■ TEXTO ■

++++++++++++++++++++

El cura de la parroquia de San Luis de Nueva Orleans aceptó el deseo del gobernador quien, temeroso de poder fallecer, quería contraer nupcias con su amada Felicitas. No fue hasta 1781 que recibieron la bendición nupcial de manos del Obispo de la Habana para ratificar que el suyo había sido un matrimonio cristianamente formalizado. Para entonces ya había nacido la primera de sus hijas, Matilde. Los primeros meses como marido y mujer, Felicitas cuidó a su marido con cariño y devoción hasta que se recuperó.
En los dos años que Bernardo de Gálvez ejerció como gobernador de Luisiana, su esposa no solo fue esposa y madre sino que estuvo al corriente de la gestión y administración mientras él continuaba con sus acciones militares. Felicitas, como hija de los Saint-Maxent, proporcionó igualmente buenos contactos diplomáticos en la zona. Bernardo alcanzó tanta fama que en aquella época se brindaba por Washington y Gálvez.
Además de sus heroicidades militares, Bernardo de Gálvez impulsó otras empresas como la creación en Nueva York, a instancias del rey Carlos III, del primer templo católico en la ciudad.
En 1783 Carlos III le otorgó el título de conde por todos los méritos conseguidos en Ultramar. Para recibir dicho honor y otros concedidos por el rey, se embarcó con su mujer, sus hijos Matilde y Miguel y Adelaida, la hija de Felicitas de su primer matrimonio, rumbo a España.
De regreso a América, Bernardo recibió la noticia de la muerte de su padre, Matías de Gálvez, entonces gobernador de Cuba. Asumió dicho cargo hasta que fue nombrado virrey de Nueva España. El 17 de junio de 1785 llegaba a Veracruz con su familia para tomar posesión oficialmente del virreinato.

++++++++++++++++++++

■ INFORMACIÓN PROPORCIONADA ■
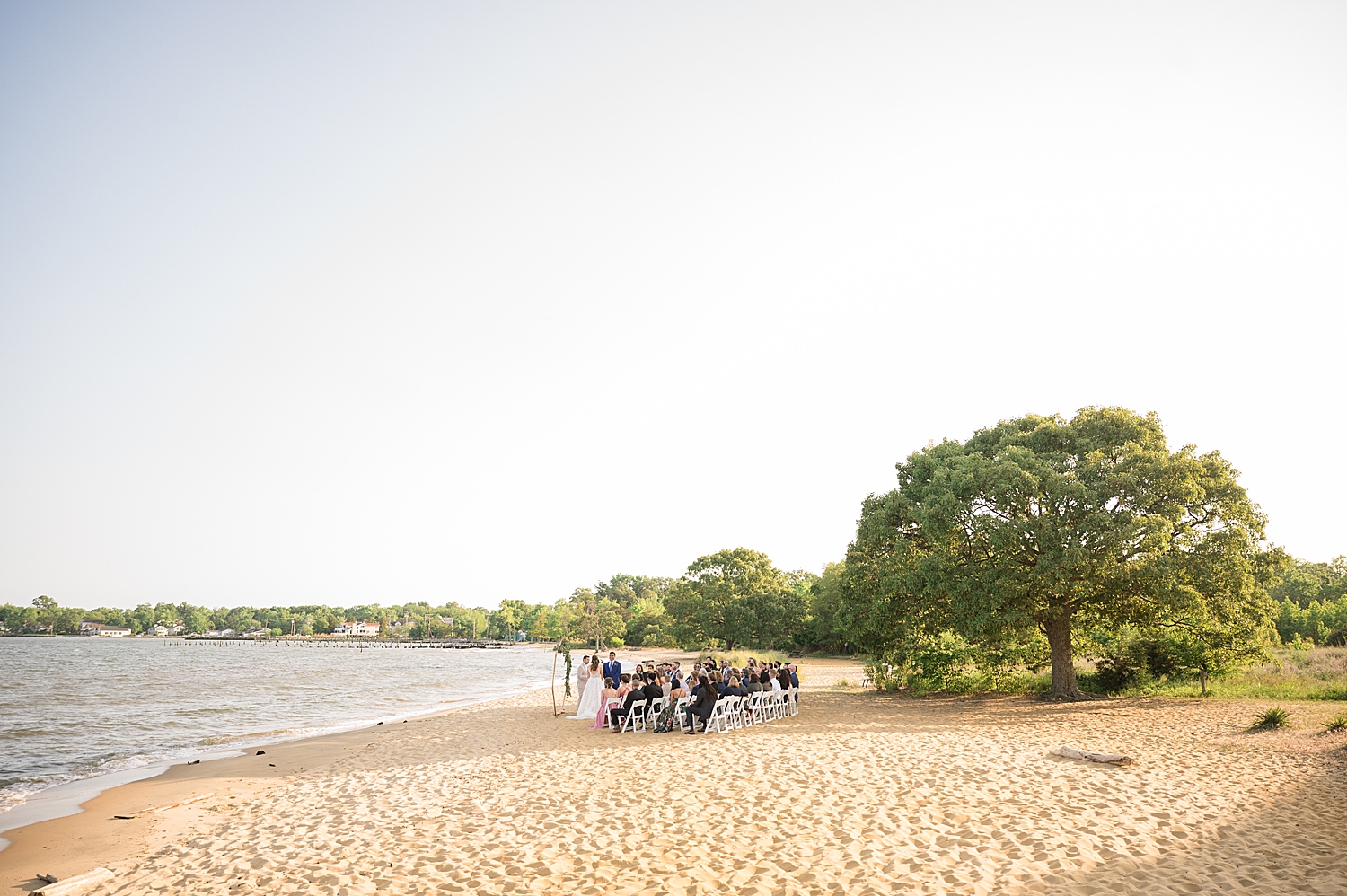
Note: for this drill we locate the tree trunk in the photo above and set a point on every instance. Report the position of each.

++++++++++++++++++++

■ PROBLEMAS POR RESOLVER ■
1. Según el texto sobre Bernardo de Gálvez:
(a) ¿Cómo se llamaba la primera hija de Bernardo y Felicitas?
(b) ¿Qué título le otorgó Carlos III en 1783?
(c) ¿En qué fecha llegó Bernardo a Veracruz con su familia?
2. ¿Podrías prolongar el texto sobre Bernardo de Gálvez a partir de donde termina?
Los datos son un material aparte, independiente del texto sobre Bernardo de Gálvez.

■ RESPUESTAS NUMERADAS ■
1.
(a) Matilde.
(b) El título de conde.
(c) El 17 de junio de 1785.

2.
Bernardo de Gálvez y su esposa Felicitas de Saint-Maxent ejercieron su papel como virreyes volcándose en el bienestar de su pueblo, especialmente en los más pobres. Durante su virreinato se mejoraron algunas de las principales infraestructuras y se remodelaron edificios como el palacio virreinal o la catedral.
Apenas un año después de iniciar su andadura como virrey, Bernardo de Gálvez fallecía el 30 de noviembre de 1786. Su viuda asistió con gran congoja a los funerales de su amado esposo, enterrado primero en la catedral para ser trasladado tiempo después a la Iglesia de San Fernando. Once días después de su muerte, nacía su hija póstuma, a la que Felicitas bautizó con el nombre de Guadalupe, en honor a la santa patrona del virreinato novohispano.
La muerte de Bernardo de Gálvez la dejó sumida en la tristeza y en una situación difícil. Pero su difunto esposo ya lo había dejado todo atado para que Felicitas y sus hijos tuvieran un futuro asegurado en España.
En 1787 ya se había instalado en un lujoso palacete en la Corredera Baja de San Pablo. Allí demostró su cultura, educación y conocimientos políticos. En poco tiempo, se había convertido en la anfitriona de uno de los salones ilustrados más importantes de la capital española.
Personalidades del mundo de la política, la literatura, la ciencia o el arte, nombres tan conocidos como el político Gaspar Melchor de Jovellanos, el arquitecto Francesco Sabatini, el dramaturgo Leandro Fernández de Moratín o el médico Francisco Javier Balmis se daban cita en su casa para hablar junto a la condesa viuda de Gálvez de los temas más importantes del momento.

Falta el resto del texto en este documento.